======== Dataset extract ========
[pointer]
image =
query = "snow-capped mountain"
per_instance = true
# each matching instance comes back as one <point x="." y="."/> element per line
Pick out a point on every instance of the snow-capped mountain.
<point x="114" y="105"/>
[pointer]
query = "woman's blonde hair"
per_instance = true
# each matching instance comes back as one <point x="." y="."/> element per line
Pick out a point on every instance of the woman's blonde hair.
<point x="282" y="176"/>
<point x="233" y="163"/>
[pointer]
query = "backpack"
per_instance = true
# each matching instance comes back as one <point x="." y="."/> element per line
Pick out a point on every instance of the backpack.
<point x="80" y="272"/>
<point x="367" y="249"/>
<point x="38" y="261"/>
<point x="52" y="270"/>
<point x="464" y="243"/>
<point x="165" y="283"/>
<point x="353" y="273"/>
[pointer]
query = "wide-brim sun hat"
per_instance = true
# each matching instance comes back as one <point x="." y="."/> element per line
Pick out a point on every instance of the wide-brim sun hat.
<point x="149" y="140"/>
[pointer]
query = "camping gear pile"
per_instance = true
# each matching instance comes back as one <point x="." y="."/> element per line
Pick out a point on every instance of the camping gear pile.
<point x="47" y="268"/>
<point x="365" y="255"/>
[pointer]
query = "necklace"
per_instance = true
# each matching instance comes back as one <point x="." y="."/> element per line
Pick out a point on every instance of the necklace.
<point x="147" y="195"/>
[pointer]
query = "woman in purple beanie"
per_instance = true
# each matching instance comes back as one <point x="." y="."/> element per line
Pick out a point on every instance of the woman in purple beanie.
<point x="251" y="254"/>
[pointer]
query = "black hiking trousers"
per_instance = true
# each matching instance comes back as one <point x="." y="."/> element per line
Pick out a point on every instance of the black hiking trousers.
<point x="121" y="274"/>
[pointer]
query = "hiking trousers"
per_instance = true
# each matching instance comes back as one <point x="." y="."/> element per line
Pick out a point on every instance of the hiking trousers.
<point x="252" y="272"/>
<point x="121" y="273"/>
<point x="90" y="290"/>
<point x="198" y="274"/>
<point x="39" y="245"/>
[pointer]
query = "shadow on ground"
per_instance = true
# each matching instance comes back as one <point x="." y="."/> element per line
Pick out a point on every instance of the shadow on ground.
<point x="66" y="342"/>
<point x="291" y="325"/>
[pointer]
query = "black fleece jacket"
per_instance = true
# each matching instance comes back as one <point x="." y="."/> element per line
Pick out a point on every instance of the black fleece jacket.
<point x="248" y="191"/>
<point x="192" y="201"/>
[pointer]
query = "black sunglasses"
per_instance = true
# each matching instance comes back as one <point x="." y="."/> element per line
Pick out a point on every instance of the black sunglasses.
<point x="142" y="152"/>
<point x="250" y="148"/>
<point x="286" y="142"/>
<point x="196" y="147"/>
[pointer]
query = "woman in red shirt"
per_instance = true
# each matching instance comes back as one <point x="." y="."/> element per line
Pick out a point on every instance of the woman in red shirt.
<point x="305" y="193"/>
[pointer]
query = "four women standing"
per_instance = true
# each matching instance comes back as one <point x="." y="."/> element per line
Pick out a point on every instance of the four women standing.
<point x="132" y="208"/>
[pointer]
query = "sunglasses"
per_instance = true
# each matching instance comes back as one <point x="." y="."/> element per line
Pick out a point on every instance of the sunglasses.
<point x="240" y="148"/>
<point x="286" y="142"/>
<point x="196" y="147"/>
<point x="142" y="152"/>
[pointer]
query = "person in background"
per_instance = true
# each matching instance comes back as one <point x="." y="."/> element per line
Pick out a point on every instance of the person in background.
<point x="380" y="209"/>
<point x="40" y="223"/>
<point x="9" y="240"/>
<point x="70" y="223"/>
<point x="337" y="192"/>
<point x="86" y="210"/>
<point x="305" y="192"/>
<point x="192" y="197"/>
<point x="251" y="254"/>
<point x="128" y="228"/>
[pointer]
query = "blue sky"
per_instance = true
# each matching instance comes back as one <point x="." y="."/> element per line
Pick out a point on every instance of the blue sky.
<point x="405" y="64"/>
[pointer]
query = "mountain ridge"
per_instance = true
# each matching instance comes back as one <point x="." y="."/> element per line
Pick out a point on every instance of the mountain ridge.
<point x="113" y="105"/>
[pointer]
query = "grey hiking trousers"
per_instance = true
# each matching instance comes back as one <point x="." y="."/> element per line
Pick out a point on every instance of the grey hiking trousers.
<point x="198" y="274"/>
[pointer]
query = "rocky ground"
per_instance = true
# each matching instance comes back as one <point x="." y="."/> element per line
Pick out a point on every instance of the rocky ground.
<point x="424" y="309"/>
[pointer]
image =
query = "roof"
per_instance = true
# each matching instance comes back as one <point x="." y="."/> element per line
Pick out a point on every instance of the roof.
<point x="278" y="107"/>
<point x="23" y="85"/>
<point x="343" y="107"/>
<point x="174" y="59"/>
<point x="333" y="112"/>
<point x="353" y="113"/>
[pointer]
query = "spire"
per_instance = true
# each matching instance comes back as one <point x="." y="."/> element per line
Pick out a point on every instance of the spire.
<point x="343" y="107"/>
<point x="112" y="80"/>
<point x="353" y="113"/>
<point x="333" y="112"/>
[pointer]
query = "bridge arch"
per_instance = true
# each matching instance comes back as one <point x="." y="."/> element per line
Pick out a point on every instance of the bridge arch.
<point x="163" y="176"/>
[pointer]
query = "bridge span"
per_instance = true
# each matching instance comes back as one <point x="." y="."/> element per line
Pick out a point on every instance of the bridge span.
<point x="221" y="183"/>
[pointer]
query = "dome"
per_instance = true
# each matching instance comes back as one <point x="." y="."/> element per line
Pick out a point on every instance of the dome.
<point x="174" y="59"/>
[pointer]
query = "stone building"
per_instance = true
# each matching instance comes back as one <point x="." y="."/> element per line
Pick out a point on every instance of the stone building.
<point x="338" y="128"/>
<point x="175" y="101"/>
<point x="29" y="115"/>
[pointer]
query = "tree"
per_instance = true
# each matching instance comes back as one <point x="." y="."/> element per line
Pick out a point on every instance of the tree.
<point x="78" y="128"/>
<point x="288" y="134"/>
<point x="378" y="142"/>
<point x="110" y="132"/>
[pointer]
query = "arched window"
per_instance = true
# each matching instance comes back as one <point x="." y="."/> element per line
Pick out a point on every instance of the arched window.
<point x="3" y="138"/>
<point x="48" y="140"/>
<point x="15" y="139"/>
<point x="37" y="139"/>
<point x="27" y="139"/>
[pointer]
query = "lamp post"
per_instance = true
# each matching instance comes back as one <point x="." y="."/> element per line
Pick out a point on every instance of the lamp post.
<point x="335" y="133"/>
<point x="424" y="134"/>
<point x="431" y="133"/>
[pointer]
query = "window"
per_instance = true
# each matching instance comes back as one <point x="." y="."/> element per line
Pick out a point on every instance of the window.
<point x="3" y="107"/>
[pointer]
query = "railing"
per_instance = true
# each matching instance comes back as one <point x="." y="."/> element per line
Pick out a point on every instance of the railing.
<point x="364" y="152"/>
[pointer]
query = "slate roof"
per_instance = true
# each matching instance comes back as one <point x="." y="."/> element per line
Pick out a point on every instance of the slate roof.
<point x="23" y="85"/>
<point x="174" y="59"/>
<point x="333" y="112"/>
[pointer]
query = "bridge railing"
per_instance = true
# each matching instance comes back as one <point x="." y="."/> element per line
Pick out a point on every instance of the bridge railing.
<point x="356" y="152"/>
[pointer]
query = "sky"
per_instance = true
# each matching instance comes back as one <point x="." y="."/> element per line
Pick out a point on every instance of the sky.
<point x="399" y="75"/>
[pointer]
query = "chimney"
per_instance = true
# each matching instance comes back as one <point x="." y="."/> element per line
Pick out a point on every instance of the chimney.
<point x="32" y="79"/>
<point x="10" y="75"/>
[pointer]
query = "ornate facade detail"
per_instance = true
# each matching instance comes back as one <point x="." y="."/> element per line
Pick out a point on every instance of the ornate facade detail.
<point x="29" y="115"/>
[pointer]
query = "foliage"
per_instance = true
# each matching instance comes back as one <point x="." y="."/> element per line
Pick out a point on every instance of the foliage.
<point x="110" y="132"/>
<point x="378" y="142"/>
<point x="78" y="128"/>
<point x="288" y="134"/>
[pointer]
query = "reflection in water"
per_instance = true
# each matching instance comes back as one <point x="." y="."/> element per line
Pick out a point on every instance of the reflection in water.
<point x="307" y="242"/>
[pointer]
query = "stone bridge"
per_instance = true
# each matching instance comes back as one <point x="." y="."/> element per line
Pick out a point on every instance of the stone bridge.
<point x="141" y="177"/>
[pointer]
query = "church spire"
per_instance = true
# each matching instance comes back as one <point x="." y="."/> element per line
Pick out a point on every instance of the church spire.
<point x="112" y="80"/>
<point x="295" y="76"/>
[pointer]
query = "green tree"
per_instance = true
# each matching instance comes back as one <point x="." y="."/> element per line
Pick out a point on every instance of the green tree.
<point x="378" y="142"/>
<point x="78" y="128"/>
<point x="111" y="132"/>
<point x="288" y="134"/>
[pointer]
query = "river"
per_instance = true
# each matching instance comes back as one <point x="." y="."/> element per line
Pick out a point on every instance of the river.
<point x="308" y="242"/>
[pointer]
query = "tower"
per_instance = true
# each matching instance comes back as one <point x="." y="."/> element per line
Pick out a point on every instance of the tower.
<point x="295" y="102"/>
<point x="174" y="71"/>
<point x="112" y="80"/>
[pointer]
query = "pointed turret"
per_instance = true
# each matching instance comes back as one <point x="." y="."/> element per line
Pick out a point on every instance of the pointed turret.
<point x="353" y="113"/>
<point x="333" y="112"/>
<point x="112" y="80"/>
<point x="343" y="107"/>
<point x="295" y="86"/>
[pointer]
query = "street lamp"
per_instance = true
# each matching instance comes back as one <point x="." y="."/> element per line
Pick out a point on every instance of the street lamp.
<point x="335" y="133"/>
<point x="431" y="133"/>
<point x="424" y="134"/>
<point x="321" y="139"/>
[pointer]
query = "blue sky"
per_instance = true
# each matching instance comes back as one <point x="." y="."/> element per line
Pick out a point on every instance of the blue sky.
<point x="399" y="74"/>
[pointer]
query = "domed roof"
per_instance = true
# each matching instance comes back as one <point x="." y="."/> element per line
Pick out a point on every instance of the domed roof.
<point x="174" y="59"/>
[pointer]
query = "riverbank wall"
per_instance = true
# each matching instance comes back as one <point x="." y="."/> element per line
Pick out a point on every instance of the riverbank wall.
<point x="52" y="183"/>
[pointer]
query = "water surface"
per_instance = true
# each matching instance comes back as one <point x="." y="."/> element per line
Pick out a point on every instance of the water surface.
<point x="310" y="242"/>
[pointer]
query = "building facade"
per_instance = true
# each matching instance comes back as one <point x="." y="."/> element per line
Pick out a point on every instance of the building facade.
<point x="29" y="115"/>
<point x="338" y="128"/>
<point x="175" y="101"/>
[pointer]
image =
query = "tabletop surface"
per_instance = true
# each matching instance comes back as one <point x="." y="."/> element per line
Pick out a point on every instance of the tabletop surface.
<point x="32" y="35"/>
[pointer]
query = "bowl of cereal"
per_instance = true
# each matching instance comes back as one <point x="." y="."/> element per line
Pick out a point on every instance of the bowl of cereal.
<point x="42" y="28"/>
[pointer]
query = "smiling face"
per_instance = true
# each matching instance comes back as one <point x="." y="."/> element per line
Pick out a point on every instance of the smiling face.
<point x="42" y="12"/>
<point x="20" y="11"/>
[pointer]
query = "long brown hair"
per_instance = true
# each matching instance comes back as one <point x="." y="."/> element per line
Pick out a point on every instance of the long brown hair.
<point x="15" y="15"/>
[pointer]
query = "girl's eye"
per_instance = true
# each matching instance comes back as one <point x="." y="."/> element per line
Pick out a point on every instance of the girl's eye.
========
Work instructions: Count the lines in the material above that contain the word "riverbank". Give only the number.

Output of the task: 2